--- START INPUT ---

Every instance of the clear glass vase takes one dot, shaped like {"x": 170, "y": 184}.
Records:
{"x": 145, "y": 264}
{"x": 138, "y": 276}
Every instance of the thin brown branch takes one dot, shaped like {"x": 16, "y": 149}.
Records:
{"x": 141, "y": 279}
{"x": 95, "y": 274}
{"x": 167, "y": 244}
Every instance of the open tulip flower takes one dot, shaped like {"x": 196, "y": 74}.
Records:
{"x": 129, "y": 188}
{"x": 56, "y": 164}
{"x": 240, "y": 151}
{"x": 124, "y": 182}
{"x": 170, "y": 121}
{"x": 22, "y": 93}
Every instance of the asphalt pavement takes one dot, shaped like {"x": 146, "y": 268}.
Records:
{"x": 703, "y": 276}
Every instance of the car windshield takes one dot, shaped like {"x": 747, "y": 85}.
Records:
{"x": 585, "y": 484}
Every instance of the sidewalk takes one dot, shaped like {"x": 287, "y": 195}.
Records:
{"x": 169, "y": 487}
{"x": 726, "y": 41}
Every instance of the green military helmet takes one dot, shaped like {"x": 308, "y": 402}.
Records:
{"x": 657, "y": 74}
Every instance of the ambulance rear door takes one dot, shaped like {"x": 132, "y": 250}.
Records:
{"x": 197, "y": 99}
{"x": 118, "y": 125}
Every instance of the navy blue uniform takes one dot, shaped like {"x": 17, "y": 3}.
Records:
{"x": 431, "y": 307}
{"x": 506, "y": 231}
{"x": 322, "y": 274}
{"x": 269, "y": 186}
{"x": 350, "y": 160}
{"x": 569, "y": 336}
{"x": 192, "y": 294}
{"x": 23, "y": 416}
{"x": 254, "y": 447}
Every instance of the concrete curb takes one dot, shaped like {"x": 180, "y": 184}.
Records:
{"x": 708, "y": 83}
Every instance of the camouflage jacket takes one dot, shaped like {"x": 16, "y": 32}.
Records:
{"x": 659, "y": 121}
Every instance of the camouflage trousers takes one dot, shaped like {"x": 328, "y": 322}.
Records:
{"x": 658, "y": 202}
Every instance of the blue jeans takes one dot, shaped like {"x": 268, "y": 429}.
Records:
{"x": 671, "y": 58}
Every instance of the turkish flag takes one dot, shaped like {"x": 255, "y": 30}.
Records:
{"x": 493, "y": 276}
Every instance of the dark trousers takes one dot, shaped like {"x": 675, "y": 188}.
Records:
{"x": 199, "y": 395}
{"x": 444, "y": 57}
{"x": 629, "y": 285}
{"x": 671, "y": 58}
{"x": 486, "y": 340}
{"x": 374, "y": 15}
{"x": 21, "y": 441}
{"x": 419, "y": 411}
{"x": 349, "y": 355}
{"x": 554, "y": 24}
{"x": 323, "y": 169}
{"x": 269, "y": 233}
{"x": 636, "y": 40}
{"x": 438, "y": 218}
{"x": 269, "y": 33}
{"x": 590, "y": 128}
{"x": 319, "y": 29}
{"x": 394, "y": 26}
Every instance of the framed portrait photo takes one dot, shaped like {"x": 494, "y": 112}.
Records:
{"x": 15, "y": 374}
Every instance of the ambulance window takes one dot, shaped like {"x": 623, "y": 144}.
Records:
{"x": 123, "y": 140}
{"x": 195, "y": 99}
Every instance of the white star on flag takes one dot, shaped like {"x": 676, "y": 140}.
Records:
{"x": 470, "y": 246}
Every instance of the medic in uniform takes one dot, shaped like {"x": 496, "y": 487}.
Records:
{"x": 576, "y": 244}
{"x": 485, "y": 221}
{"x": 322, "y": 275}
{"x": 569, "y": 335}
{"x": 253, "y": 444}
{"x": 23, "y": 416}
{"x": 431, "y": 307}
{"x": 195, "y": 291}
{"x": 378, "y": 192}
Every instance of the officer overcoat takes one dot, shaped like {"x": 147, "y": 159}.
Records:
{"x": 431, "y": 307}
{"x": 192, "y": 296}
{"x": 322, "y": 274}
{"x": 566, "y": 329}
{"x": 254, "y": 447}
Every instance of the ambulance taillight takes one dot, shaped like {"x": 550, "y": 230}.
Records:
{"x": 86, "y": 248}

--- END INPUT ---

Render the stretch from the line containing "Every instance of the officer" through the end of the entries as a two-column CSV headed instruction and points. Give one row per entry, with the entry's text in the first column and its answer in the second, each in a single quoted field with line breaks replaced by spaces.

instruction,points
"Every instance of the officer overcoat takes one dot, shaped like {""x"": 147, ""y"": 159}. Records:","{""x"": 431, ""y"": 307} {""x"": 192, ""y"": 296} {""x"": 322, ""y"": 274} {""x"": 566, ""y"": 329} {""x"": 254, ""y"": 447}"
"Every instance of the ambulance taillight takes one dot, shaped like {""x"": 550, ""y"": 230}. Records:","{""x"": 86, ""y"": 248}"